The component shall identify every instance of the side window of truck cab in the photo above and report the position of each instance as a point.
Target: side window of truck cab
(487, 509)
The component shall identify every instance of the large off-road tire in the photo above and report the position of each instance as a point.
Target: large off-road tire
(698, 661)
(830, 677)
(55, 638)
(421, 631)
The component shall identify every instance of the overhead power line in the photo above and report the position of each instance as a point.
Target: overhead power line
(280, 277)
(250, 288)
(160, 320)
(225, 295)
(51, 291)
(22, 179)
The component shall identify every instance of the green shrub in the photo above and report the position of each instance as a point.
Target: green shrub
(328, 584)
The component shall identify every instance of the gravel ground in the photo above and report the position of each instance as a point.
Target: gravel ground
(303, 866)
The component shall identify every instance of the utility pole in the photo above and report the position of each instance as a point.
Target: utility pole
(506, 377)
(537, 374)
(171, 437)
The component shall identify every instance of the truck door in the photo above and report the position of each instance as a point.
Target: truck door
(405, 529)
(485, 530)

----

WORK ITEM: Scan the material and collect every line that contains "shall".

EXPECTED ANSWER:
The component shall identify every instance of the side window of truck cab in the photo above and report the position of each instance as a point.
The component shall identify every instance of the large off-road tire in the photo above and report the position of each instance as a point.
The component shall identify every instance of the overhead power line in the photo above and report the position of each instance as a point.
The component shall identify every instance of the green shrub in the photo above and report the position of each instance as a point.
The component shall identify every instance of the gravel ground in the photo above and report the position of each instance as a point.
The component shall identify every instance of the utility pole in the photo above and report the position of each instance as a point.
The component shall identify every instance of the truck door in the photo above and report the position of each instance as a point.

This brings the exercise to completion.